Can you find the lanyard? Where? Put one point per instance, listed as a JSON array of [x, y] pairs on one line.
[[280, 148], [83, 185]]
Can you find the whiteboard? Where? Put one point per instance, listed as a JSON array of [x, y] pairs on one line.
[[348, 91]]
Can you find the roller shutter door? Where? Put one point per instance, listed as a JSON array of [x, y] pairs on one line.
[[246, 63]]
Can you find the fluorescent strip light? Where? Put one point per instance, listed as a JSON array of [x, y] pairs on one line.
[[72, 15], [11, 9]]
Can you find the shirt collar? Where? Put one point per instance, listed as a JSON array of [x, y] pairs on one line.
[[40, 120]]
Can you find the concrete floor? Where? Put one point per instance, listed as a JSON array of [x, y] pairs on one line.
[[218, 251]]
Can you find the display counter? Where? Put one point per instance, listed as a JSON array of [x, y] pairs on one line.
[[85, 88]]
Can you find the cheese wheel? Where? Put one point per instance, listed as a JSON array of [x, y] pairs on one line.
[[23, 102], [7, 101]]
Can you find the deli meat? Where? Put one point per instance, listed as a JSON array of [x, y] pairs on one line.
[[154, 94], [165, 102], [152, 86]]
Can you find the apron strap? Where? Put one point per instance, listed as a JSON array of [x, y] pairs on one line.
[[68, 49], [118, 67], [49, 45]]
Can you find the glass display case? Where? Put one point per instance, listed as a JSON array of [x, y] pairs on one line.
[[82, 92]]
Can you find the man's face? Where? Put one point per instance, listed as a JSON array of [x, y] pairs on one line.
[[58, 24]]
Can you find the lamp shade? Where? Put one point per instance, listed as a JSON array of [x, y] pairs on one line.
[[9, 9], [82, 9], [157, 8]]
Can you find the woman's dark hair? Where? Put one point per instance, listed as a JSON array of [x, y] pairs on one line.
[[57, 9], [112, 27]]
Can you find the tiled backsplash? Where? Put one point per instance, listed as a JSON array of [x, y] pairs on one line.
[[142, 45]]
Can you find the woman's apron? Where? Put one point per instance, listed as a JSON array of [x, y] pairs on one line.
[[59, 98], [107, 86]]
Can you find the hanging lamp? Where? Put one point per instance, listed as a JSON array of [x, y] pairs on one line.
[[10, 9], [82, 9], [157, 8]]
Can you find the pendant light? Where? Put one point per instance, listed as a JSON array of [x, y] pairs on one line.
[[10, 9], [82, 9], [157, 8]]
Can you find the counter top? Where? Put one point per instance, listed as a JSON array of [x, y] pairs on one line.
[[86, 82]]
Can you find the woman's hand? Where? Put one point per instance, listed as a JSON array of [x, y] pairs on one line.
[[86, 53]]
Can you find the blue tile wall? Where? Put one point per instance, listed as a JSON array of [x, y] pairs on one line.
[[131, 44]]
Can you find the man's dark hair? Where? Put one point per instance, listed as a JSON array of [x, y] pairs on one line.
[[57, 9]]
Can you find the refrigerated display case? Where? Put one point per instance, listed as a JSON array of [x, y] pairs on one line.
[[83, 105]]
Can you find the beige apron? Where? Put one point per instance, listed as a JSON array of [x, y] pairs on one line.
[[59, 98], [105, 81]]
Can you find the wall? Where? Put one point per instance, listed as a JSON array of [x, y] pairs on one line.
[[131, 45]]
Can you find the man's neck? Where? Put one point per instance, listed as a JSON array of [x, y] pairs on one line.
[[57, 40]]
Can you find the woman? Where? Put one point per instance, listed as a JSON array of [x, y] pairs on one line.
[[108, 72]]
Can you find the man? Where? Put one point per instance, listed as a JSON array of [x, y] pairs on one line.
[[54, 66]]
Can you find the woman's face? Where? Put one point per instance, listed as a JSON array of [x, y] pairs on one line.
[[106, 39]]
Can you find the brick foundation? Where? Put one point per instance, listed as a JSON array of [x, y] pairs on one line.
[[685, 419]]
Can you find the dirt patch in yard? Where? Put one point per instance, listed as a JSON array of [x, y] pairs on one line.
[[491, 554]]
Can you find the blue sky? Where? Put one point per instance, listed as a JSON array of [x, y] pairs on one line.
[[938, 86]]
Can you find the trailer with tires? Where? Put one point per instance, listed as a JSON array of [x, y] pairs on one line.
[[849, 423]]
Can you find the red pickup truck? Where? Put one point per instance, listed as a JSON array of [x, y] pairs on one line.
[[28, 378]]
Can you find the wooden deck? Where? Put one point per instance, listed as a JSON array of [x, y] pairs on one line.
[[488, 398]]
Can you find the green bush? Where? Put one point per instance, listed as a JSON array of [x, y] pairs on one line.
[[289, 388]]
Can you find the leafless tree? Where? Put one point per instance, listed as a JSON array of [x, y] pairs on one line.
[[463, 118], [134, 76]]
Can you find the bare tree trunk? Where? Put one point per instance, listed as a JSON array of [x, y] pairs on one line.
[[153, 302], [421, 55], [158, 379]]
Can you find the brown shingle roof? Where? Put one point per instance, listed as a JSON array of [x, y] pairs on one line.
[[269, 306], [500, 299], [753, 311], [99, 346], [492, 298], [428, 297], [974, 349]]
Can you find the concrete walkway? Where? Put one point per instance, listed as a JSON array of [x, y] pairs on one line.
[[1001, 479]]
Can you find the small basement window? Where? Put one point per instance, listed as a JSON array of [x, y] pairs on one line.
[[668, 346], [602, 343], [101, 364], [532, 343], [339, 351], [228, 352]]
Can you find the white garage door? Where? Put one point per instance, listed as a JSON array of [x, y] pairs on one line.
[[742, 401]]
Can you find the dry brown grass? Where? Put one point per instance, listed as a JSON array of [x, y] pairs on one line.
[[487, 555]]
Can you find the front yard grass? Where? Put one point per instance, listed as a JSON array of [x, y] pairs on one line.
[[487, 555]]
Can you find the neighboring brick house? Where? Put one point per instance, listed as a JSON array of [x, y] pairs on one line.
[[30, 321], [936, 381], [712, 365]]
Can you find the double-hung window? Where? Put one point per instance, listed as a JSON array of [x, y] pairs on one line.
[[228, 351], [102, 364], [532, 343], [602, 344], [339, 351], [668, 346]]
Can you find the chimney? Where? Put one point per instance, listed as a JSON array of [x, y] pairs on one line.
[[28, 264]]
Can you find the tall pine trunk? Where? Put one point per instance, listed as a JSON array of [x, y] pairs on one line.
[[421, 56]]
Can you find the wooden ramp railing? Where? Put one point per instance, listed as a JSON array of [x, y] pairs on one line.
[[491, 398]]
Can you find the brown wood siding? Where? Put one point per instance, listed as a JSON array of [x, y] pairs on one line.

- - - -

Objective ::
Restate the whole listing exactly.

Task output ::
Can you find the lanyard? Where? Put one point per instance, listed as a JSON array of [x, y] pairs on one line.
[[280, 148], [83, 185]]
Can you find the whiteboard? Where? Put one point per instance, listed as a JSON array of [x, y] pairs on one line.
[[348, 91]]
Can you find the roller shutter door? Where? Put one point per instance, listed as a JSON array of [x, y] pairs on one line.
[[246, 63]]
Can you find the fluorescent strip light? Where? Put one point per instance, listed as a JSON array of [x, y] pairs on one line.
[[72, 15], [11, 9]]
Can you find the shirt collar? Where? Put one point per instance, listed as a JSON array of [x, y] pairs on one line.
[[40, 120]]
Can you find the concrete floor? Where? Put one point per instance, listed as a JSON array of [x, y] pairs on one line.
[[218, 251]]
Can you find the display counter? Where? Put one point per instance, listed as a JSON array of [x, y] pairs on one line.
[[85, 88]]
Can you find the cheese wheel? Where? Put one point per instance, listed as a JSON array of [x, y] pairs on one line.
[[23, 102], [7, 101]]
Can you find the deli meat? Where? Put one point per instance, listed as a JSON array of [x, y] pairs on one line.
[[154, 94], [165, 102], [152, 86]]
Can you find the apron strap? Where? Put one point per instance, listed as a JSON array of [x, y] pairs on one line.
[[68, 49], [118, 67], [49, 45]]
Can you find the glass display case? Where? Put one point per instance, listed as a JSON array of [x, y] pairs on one line.
[[82, 92]]
Can you find the man's face? Where? Put one point per instance, listed as a JSON array of [x, y] pairs on one line.
[[58, 24]]
Can you find the lamp shade? Where? Put one point per instance, listed as a JSON array of [x, y] pairs on one line.
[[9, 9], [82, 9], [157, 8]]
Can you find the woman's dark hair? Where? Put one point per instance, listed as a JSON array of [x, y] pairs on one line.
[[57, 9], [112, 27]]
Can you find the tiled backsplash? Where? Put one point per instance, listed as a JSON array of [x, y] pairs on one line.
[[142, 45]]
Can you find the woman's apron? Where? Put one point per instance, listed as a JSON array of [x, y] pairs on one line.
[[59, 98], [107, 86]]
Can you find the hanging lamp? Where? Put one point per instance, listed as a JSON array of [x, y] pairs on one line.
[[10, 9], [82, 9], [157, 8]]
Can you find the pendant light? Where? Put one point per instance, listed as a JSON array of [x, y] pairs on one line.
[[10, 9], [82, 9], [157, 8]]
Can you find the counter top? Where? Put one point per instance, listed as a JSON array of [x, y] pairs on one line.
[[86, 82]]
Can you find the woman's hand? Where? Put one point per instance, listed as a JSON array of [x, y] pairs on one line.
[[86, 53]]
Can you find the blue tile wall? Where? Put one point per instance, listed as a JSON array of [x, y] pairs on one line.
[[131, 44]]
Can you find the man's dark hair? Where? Put one point per instance, listed as a JSON array of [x, y] pairs on one line.
[[57, 9]]
Can you find the refrigerated display case? Where? Put one point per instance, listed as a JSON array of [x, y] pairs on one line.
[[83, 105]]
Can you find the beige apron? Where? Put one point per instance, listed as a JSON array of [x, y] pairs on one line.
[[59, 98], [105, 81]]
Can you find the wall? Where? Put one point per instance, listed as a JSON array of [x, y] pairs on one line.
[[131, 45]]
Can you find the man's neck? Where? Put one point per instance, listed as a JSON array of [x, y] pairs on one line.
[[57, 40]]
Can you find the woman? Where? Put one point per instance, listed as a JSON array of [x, y] pairs on one line.
[[108, 72]]
Can you find the man? Where? Put one point per instance, listed as a JSON array of [x, y] pairs on one line.
[[54, 66]]
Can you find the woman's face? Where? Put one point per instance, listed as a JSON array of [x, y] pairs on one line.
[[106, 39]]
Can you find the brick foundation? Where? Put one point per instance, listed as a JSON array of [x, y] pairs on one line.
[[685, 419]]
Can you find the dirt patch in yard? Where? Put one point per instance, listed as a JSON array of [x, y] pairs on one line.
[[491, 554]]
Can you find the blue sky? Where? Put one point per instance, listed as a JSON array of [x, y] pairs on one line.
[[938, 86]]
Can you find the trailer with tires? Where? Put one point per instance, listed as a JSON array of [x, y] pairs on one line.
[[849, 423]]
Can you find the red pickup truck? Where? Put one point per instance, listed as a JSON array of [x, y] pairs on one line.
[[28, 378]]
Can you find the wooden deck? Where? Put one point per instance, listed as a JSON array of [x, y] pairs on one line.
[[488, 398]]
Can you find the green bush? Where? Put one point per instance, listed as a JSON array of [x, y] pairs on one line.
[[289, 388]]
Can you find the leafless tree? Where? Put one point per instance, listed as a JSON array of [x, y] pairs on one line.
[[463, 118], [134, 76]]
Can you find the bare tree trunk? Where? Put one point per instance, listed as a JSON array of [x, y] pairs on one line.
[[153, 302], [421, 55], [158, 379]]
Can you find the brown shingle roof? Where? Put one point per instance, listed as a JSON array of [x, y] pairs on one line.
[[269, 306], [500, 299], [753, 311], [99, 346], [492, 298], [428, 297], [974, 349]]
Can you find the concrete walkway? Where? Put one point per instance, listed as a JSON array of [x, y] pairs on one line.
[[1001, 479]]
Can you find the small basement window? Where? Put one point per instance, listed as a JSON array of [x, y] pairs on one line.
[[668, 346], [602, 343], [101, 364], [532, 343], [339, 351], [228, 352]]
Can you find the white garage door? Where? Put one point per instance, listed as a JSON array of [x, y] pairs on one line.
[[742, 401]]
Can you find the dry brown grass? Where? Put one point per instance, listed as a JSON array of [x, y] pairs on one line.
[[487, 555]]
Can you find the front yard grass? Where? Put one point per instance, listed as a JSON array of [x, y] pairs on one line.
[[487, 555]]
Can you find the neighboring brick house? Where? Put one point per instance, listed as a JSON array of [x, y] pairs on one line.
[[30, 321], [936, 381], [712, 365]]
Can you find the double-hung window? Where? Put one point per instance, listed as a JSON array of [x, y] pairs on one line.
[[228, 351], [102, 364], [532, 343], [602, 344], [339, 351], [668, 346]]
Can you find the chimney? Where? Put one point per instance, listed as a JSON array of [x, y] pairs on one line.
[[28, 264]]
Can you find the tall pine trunk? Where? Put one point per instance, listed as a JSON array of [x, y] pairs on one line.
[[421, 56]]
Can you find the wooden ramp railing? Where? Put one point per instance, listed as a JSON array of [x, y] pairs on one line.
[[491, 398]]
Can you find the brown wood siding? Where? Put one point per instance, listed as a JSON array of [x, y] pairs on one line.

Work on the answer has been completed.